DIRECTIONS.
Express the stretch from the start of the rows through the line containing "Return the outline", both ends included, as a Markdown table with the columns Line and Content. Give the line's number under Line and its text under Content, and leave out blank lines.

MATERIAL PROVIDED.
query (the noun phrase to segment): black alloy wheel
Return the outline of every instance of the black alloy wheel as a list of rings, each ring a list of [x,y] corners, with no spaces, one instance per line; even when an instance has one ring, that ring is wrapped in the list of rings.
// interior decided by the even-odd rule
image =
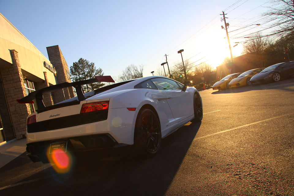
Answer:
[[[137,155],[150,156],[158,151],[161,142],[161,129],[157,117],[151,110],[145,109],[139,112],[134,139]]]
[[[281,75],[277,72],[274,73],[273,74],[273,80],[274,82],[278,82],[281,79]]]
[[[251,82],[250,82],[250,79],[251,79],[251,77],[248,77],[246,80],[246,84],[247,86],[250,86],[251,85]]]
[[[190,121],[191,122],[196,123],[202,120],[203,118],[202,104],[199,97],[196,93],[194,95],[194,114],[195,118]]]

THE COMPLETED TASK.
| Line | Content |
|---|---|
| 1 | query (the noun phrase to segment): black alloy wheel |
| 2 | Return the outline of every instance of the black alloy wheel as a list of rings, each ring a list of [x,y] corners, with no spaces, one instance per line; even when an instance has one ring, that ring is wrapped in the list of rings. |